• Provided records:
------------------------------------------------

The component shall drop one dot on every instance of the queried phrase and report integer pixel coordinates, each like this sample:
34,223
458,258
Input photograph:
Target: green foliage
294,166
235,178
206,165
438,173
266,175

------------------------------------------------

• Your task:
Copy out the listing above line for line, changing nothing.

• Answer:
The component shall drop one dot on every instance of the queried phrase and report integer pixel coordinates, each like this sample:
34,223
458,258
Input photograph:
Target: green foliage
294,166
235,178
206,165
438,173
266,175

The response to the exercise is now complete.